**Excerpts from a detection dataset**
*-*-*

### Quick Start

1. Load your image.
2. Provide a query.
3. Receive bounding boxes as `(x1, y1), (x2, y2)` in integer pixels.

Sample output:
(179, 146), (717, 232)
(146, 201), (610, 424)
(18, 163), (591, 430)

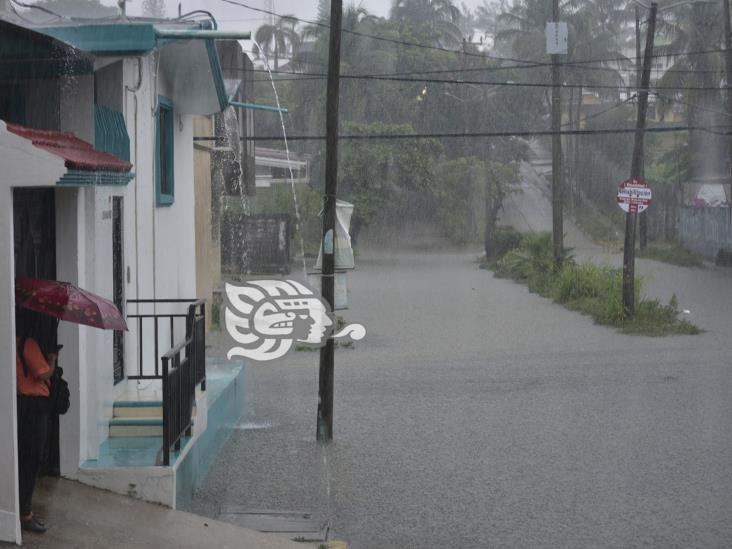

*-*-*

**Do this**
Find every line in the records above that contains the string "pixels", with case counting, and copy each of those lines.

**Response**
3. Receive bounding boxes as `(x1, y1), (x2, y2)` in integer pixels.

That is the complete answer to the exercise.